DATA IN THIS EXERCISE ::
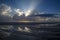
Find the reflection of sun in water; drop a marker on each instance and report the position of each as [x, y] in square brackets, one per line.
[26, 29]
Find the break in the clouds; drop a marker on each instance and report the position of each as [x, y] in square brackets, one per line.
[19, 12]
[5, 9]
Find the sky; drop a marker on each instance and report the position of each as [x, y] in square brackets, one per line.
[41, 5]
[14, 9]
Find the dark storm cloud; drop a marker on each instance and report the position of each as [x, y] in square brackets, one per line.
[5, 13]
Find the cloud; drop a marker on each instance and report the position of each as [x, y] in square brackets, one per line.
[5, 13]
[5, 9]
[19, 12]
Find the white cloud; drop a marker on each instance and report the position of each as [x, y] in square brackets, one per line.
[5, 9]
[19, 12]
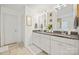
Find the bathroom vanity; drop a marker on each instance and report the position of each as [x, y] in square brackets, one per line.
[56, 44]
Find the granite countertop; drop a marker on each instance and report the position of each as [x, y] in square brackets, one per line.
[58, 35]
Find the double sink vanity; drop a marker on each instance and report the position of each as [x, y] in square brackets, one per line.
[56, 43]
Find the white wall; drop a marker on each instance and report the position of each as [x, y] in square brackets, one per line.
[28, 29]
[0, 25]
[13, 10]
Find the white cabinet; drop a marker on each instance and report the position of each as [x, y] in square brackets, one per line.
[56, 45]
[42, 41]
[36, 39]
[64, 46]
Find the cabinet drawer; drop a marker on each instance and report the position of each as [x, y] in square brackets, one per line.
[71, 42]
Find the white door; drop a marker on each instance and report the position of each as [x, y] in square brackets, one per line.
[10, 28]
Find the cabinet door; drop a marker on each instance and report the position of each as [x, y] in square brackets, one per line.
[78, 10]
[45, 43]
[62, 48]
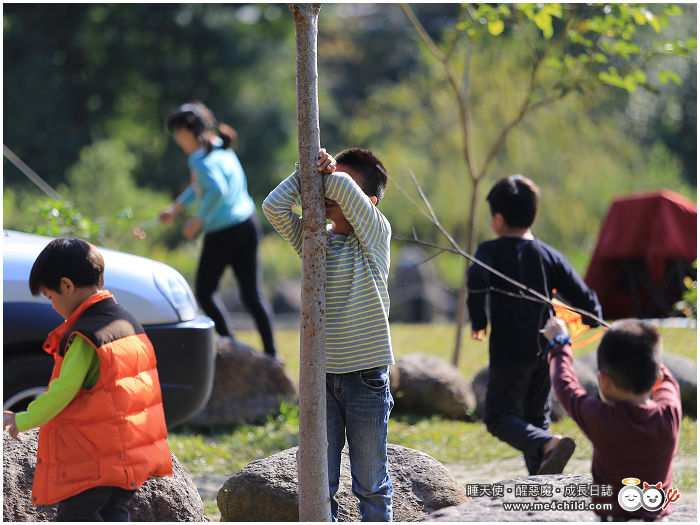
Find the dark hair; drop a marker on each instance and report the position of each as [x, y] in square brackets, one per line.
[75, 259]
[198, 118]
[630, 353]
[516, 198]
[371, 169]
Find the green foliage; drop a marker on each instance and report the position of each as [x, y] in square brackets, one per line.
[688, 305]
[61, 219]
[79, 112]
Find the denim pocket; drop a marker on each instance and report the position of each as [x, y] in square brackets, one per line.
[376, 378]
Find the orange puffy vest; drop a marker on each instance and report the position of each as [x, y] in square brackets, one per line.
[113, 434]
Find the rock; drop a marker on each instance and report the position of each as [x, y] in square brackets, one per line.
[173, 498]
[267, 489]
[490, 509]
[428, 386]
[417, 295]
[248, 386]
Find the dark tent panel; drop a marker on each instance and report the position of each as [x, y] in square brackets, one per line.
[645, 250]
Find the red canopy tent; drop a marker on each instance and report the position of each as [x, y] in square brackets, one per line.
[645, 249]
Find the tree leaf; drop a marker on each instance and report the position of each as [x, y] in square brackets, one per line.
[496, 27]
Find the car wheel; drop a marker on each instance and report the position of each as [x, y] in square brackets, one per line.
[24, 379]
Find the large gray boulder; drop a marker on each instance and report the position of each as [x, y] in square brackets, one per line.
[267, 489]
[489, 508]
[428, 386]
[248, 386]
[173, 498]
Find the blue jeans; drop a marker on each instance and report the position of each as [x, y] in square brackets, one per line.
[358, 405]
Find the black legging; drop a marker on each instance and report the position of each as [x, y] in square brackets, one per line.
[236, 246]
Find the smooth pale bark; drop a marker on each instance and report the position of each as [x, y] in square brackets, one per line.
[312, 461]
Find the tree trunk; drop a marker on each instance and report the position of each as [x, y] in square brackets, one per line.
[312, 461]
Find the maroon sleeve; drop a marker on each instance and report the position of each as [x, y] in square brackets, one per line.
[583, 409]
[668, 395]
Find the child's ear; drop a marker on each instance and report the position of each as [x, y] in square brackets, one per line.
[66, 286]
[498, 220]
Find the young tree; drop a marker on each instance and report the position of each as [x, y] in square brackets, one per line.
[589, 46]
[312, 462]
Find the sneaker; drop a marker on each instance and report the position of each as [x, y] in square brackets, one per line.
[556, 459]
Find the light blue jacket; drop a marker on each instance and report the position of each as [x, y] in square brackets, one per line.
[220, 187]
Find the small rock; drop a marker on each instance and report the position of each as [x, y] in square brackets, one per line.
[428, 386]
[248, 386]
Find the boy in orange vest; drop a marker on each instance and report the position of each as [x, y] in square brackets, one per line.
[103, 430]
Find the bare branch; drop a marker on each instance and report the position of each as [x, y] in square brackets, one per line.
[458, 250]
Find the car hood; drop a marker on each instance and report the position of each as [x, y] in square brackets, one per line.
[130, 278]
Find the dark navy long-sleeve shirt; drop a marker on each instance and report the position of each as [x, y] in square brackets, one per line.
[516, 321]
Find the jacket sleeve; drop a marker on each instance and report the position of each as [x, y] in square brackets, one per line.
[63, 389]
[278, 208]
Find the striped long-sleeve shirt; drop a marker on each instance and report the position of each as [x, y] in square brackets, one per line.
[357, 271]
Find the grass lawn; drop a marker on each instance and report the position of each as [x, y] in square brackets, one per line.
[224, 451]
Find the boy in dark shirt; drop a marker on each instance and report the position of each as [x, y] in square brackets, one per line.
[634, 426]
[517, 408]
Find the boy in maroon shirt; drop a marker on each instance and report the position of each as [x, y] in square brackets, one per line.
[634, 427]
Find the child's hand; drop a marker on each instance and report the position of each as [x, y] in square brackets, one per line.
[553, 327]
[8, 422]
[479, 335]
[191, 228]
[326, 163]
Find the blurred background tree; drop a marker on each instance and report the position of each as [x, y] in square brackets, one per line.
[87, 89]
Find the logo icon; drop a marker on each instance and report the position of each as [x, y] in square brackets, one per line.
[650, 497]
[653, 497]
[630, 496]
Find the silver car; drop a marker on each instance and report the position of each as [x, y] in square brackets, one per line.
[156, 294]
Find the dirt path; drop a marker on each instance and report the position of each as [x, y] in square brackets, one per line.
[465, 473]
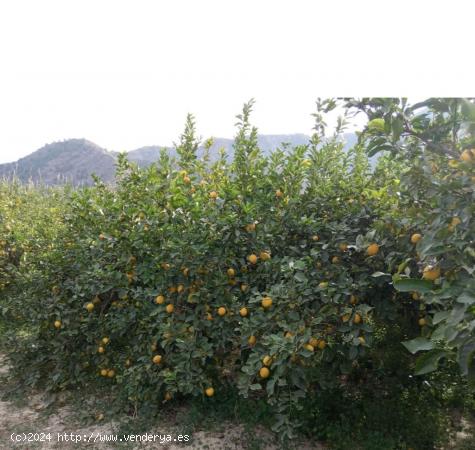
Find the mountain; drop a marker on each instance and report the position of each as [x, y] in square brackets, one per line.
[75, 160]
[267, 143]
[70, 161]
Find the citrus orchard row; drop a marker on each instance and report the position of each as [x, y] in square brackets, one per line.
[280, 275]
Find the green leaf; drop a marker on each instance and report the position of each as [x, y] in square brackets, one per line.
[299, 276]
[412, 284]
[418, 344]
[429, 361]
[465, 355]
[379, 274]
[440, 316]
[466, 298]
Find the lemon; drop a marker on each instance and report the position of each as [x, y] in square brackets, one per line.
[264, 372]
[266, 302]
[265, 256]
[431, 273]
[252, 259]
[415, 238]
[376, 124]
[209, 392]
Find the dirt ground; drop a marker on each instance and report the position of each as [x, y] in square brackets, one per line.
[31, 419]
[27, 419]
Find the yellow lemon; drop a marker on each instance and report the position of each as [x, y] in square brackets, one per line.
[252, 259]
[431, 273]
[415, 238]
[266, 302]
[209, 392]
[372, 250]
[243, 312]
[264, 372]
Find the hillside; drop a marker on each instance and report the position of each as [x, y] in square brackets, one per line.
[71, 161]
[75, 160]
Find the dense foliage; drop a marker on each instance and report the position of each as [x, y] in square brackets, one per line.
[293, 277]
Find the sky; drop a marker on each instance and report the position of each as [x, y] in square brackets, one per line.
[124, 74]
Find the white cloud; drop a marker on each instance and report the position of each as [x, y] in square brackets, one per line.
[125, 73]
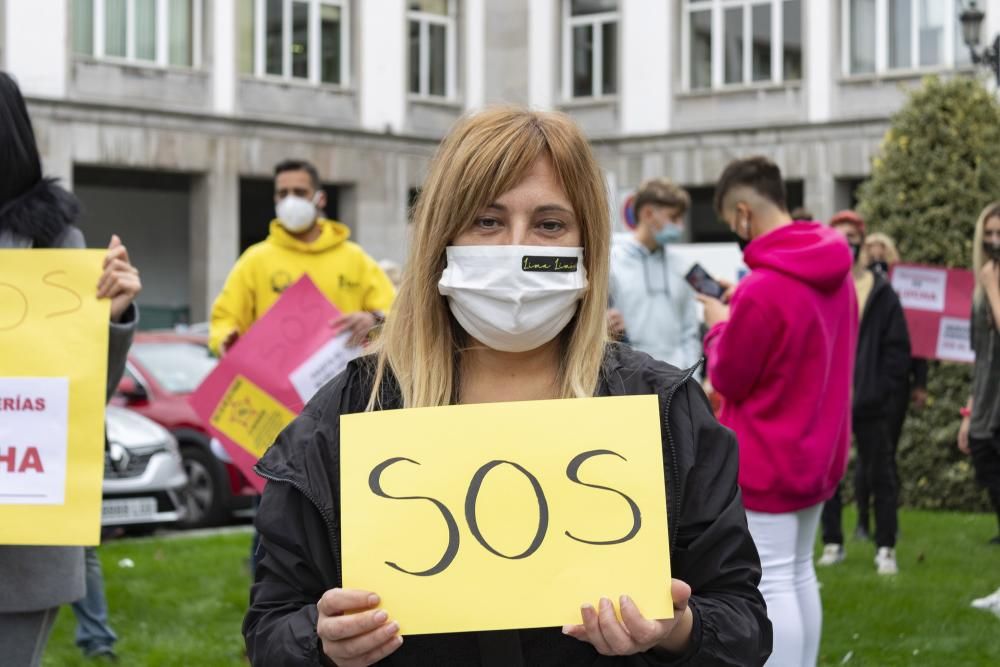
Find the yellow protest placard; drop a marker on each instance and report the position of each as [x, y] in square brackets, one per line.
[505, 515]
[250, 417]
[53, 375]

EXERCISE :: Rewrite all of the material above as a two-column CSV with the header text,coordinates. Each row should pair a line beginning "Find the" with the coordinates listed under it. Put each value in its own quoted field, replace line breaks with spaces, and leave the pictures out.

SOLUTION BELOW ::
text,coordinates
"Find the reflection of sun in water; drop a marker on each instance and report the position of each as [x, y] in square brackets, one per line.","[26, 29]"
"Find the break in the clouds; drop a marker on each instance and report the position of each as [x, y] in square brackets, one per line.","[19, 12] [5, 9]"
"Find the sky; drop a marker on each instance and report the position of each as [x, y] in square brackets, one per line.","[41, 5] [14, 9]"
"Find the dark storm cloud; drop a marker on each instance and report the position of each as [x, y] in square brackets, one per line.","[5, 13]"
"Find the cloud; drop a marker on each instance and report the position of each as [x, y] in square brackets, one per line.","[5, 13] [5, 9] [19, 12]"
"Find the white cloud; drop a marker on each instance and report the position of each as [x, y] in square brackets, one per line.","[5, 9] [19, 12]"
"Find the bathroom vanity; drop a marker on each instance and report the position of each as [x, y] in square brackets, one per line.","[56, 44]"
"Find the granite countertop; drop a marker on each instance and report the position of each as [x, y] in square brackets, one per line.","[58, 35]"
"Find the double sink vanity; drop a marker on each instance and report the position of each as [x, y] in square brackets, one per line.","[56, 43]"
"Find the white wall; drop a marker on each instance and report the position of each as [x, y] in square brackets, one per line.","[28, 29] [0, 25] [13, 10]"
"Find the white cabinet; drop a marker on each instance and report the position of each as [x, y] in square brackets, one per line.","[56, 45] [42, 41] [36, 39] [64, 46]"
"Find the cabinet drawer; drop a marker on each instance and report the position of each as [x, y] in square brackets, one per line.","[71, 42]"
"Find the white door; drop a marker on each instance and report the position of each as [x, y] in square brackets, one per line.","[10, 28]"
"Find the cabinet door; drop a marker on each instance and report the position of each as [x, y] in square brackets, one per line.","[78, 10] [45, 43] [62, 48]"
"Find the dark hair; drop a marker on each instance and report the position of each as [x, y] in square brackets, one per line.","[75, 259] [198, 118] [630, 353] [516, 198] [371, 169]"
"Find the green foliage; drop a marker on each instance and report the position of each as [x, y] in square brackets, one per line.","[688, 305] [61, 219] [79, 112]"
"Find the denim pocket; drop a marker on each instance and report the position of each as [x, y] in square brackets, one per line.","[376, 378]"
"Find the orange puffy vest; drop a marker on each instance and report the position of each as [x, y] in square brackets, one per line.","[113, 434]"
"Find the rock; drop a marker on each instance and report the position of each as [x, y] in square brackets, one per line.","[173, 498] [267, 489] [490, 509] [428, 386] [417, 295] [248, 386]"
"Find the dark tent panel; drop a marker on each instance and report the position of each as [x, y] in square brackets, one per line.","[645, 250]"
"Find the red canopy tent; drop a marker on each instance and report the position of each as [x, y] in square brackets, one per line.","[645, 249]"
"Find the tree leaf; drop a marker on each instance and report the position of each as [x, y] in square brackets, one per line.","[496, 27]"
"Find the car wheel; drop a marker on each instance and report the position of each as [x, y] in square brackets, one per line.","[24, 379]"
"Find the large gray boulder; drop a marker on each instance and report the position of each as [x, y] in square brackets, one per line.","[267, 489] [489, 508] [428, 386] [248, 386] [173, 498]"
"Find the blue jeans; drop a marker on each instance and report the position of each as [x, y] in square brackets, one per line.","[358, 405]"
"Find the black legging; drop a marker on each instance and report the position of each as [x, y] in square brackets, one per line.","[236, 246]"
"Find the smooth pale bark; drop a marker on each instance and report the position of each as [x, y] in square brackets, one per line.","[312, 461]"
"Find the tree trunk; drop a marker on each instance and report the position of each as [x, y] in square brackets, one per line.","[312, 461]"
"Find the maroon sleeve; drop a marker on each instance and report the position of each as [x, y] in square brackets, one per line.","[583, 409] [668, 395]"
"Find the child's ear; drop a marker on each instance and report the position of each as [x, y] in square brackets, one per line.","[66, 286] [498, 220]"
"Find the young tree; drop a marker on each instance and report the position of each as [x, y] in square brackets, one per line.","[589, 46] [312, 462]"
"Find the sneaker; drop a marker on each instance and report the position of each as [x, y] in square brackets, one per line.","[556, 459]"
"Find the light blue jacket; drop a marker on each instance and report the position of each as [x, y] in square brackets, one per line.","[220, 187]"
"Find the small rock; drop a marker on each instance and report the position of each as [x, y] in square brackets, one per line.","[428, 386] [248, 386]"
"Find the boy in orange vest; drop a marker on each instance and report the position of each as [x, y] in square brackets, one per line.","[103, 430]"
"Find the bare branch; drop a marker on each instance and report the position of each as [x, y] in square brackets, one per line.","[458, 250]"
"Find the car hood; drop a marker on each instance and report the position of each as [x, y] in square brackets, one per line.","[130, 278]"
"Find the dark navy long-sleeve shirt; drop a marker on each instance and report the position of each as [x, y] in square brackets, one per line.","[516, 321]"
"Find the jacket sleeve; drop a marker on each instance and report the position of each as [x, y] in square brackets, one per line.","[63, 389] [278, 208]"
"Find the striped long-sleeve shirt; drop a marker on each instance and report the position of each as [x, y] in square brackets, one per line.","[357, 271]"
"Find the grass lawn; drop a marker on each instance and report the position of each as [x, y] in square brackets, one per line.","[224, 451]"
"Find the boy in dark shirt; drop a marker on each instance and report the position of each as [x, y] in square brackets, one per line.","[634, 426] [517, 408]"
"Find the boy in maroon shirt; drop a marker on each instance and report the position of each as [x, y] in square brackets, one per line.","[634, 427]"
"Find the child's hand; drop a marker on each instance and report the position of each as [x, y] in square brackets, one per line.","[553, 327] [8, 422] [479, 335] [191, 228] [326, 163]"
"Find the blurred background tree; drop a marker on each instance and report the position of each as [x, y] in square brackets, one per line.","[87, 89]"
"Find the logo icon; drop a marker on each instance and report the position of each as [x, y] in square brackets, one per line.","[650, 497] [653, 497] [630, 496]"
"Find the silver car; drop a marker on each instance and report the position of each as [x, y] in square brackets, one per line.","[156, 294]"
"Find the dirt path; drop a marker on each instance and report the position of each as [x, y] in square brackets, one per line.","[465, 473]"
"Find the mountain; drop a marker on each instance and report the position of each as [x, y] in square brackets, one per line.","[75, 160] [267, 143] [70, 161]"
"Find the citrus orchard row; drop a marker on each instance and report the position of each as [x, y] in square brackets, one per line.","[280, 275]"
"Find the green leaf; drop a marker on each instance and report the position of each as [x, y] in square brackets, one per line.","[299, 276] [412, 284] [418, 344] [429, 361] [465, 355] [379, 274] [440, 316] [466, 298]"
"Find the lemon; drop a marker on each instance and report the position of each as [x, y] in square brackets, one per line.","[264, 372] [266, 302] [265, 256] [431, 273] [252, 259] [415, 238] [376, 124] [209, 392]"
"Find the dirt ground; drop a marker on each instance and report the position of each as [x, y] in square brackets, one per line.","[31, 419] [27, 419]"
"Find the yellow lemon; drop a marker on each instance and report the position of each as [x, y] in square brackets, one per line.","[252, 259] [431, 273] [415, 238] [266, 302] [209, 392] [372, 250] [243, 312] [264, 372]"
"Find the hillside; drop a marker on each instance and report the position of each as [x, y] in square brackets, one per line.","[71, 161] [75, 160]"
"Find the dense foliage; drop a marker on each instance and report the position of each as [x, y] in square brackets, one per line.","[293, 277]"
"Find the sky; drop a marker on each instance and report the position of each as [x, y] in square brackets, one per line.","[124, 74]"
"Find the white cloud; drop a marker on each instance and report the position of each as [x, y] in square brackets, one per line.","[125, 73]"
"Find the yellow protest placard; drop a marker on each instance and report the position of each as [x, y] in square brackets, one per line.","[505, 515] [250, 417] [53, 375]"